Your task:
Nothing but the exact lines from the one containing "the curved roof" through the last line of the records below belongs in your answer.

BEGIN Dataset content

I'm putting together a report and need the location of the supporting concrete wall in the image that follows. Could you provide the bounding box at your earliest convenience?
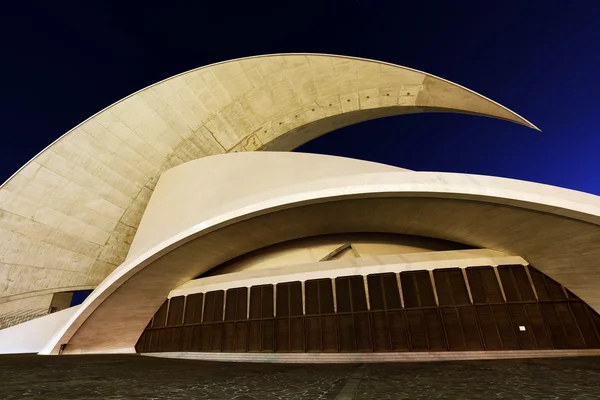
[0,294,52,330]
[0,306,79,354]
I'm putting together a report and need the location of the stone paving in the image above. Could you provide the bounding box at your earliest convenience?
[1,355,600,399]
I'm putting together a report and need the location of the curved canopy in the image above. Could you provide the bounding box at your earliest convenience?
[0,54,538,299]
[40,153,600,355]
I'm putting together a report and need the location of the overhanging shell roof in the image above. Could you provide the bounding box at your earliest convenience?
[0,54,538,299]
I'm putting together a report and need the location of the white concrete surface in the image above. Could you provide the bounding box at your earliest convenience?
[39,152,600,355]
[0,54,538,304]
[0,306,79,354]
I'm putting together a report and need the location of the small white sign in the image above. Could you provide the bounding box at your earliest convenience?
[519,325,526,331]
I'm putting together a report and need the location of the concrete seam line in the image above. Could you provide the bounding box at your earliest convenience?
[335,364,367,400]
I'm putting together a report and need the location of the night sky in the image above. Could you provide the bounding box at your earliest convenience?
[2,1,599,195]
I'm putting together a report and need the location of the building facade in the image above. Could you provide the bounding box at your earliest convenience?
[1,54,599,362]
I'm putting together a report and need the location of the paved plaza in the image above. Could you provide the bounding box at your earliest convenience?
[1,355,600,399]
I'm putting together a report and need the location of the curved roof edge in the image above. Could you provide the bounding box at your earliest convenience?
[40,170,600,355]
[0,53,542,302]
[1,53,539,190]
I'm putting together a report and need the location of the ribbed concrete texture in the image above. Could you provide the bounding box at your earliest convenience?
[0,54,538,307]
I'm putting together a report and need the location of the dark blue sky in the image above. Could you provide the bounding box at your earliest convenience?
[2,1,599,194]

END Dataset content

Exercise result:
I'm putting together a report and need the location of the curved roof edge in the image above. Could you provide the bounding box at your earliest convenience?
[40,170,600,355]
[0,53,542,302]
[1,53,539,190]
I'm putting together a report and need the location of the ribbed concrete texture in the image above. Could you provide the bounding box at your earliest convenience?
[0,54,538,307]
I'm putting together a report and need the location of the dark blue sky in the image above. Could you provide the bounding box at your earliest convenience?
[2,1,599,194]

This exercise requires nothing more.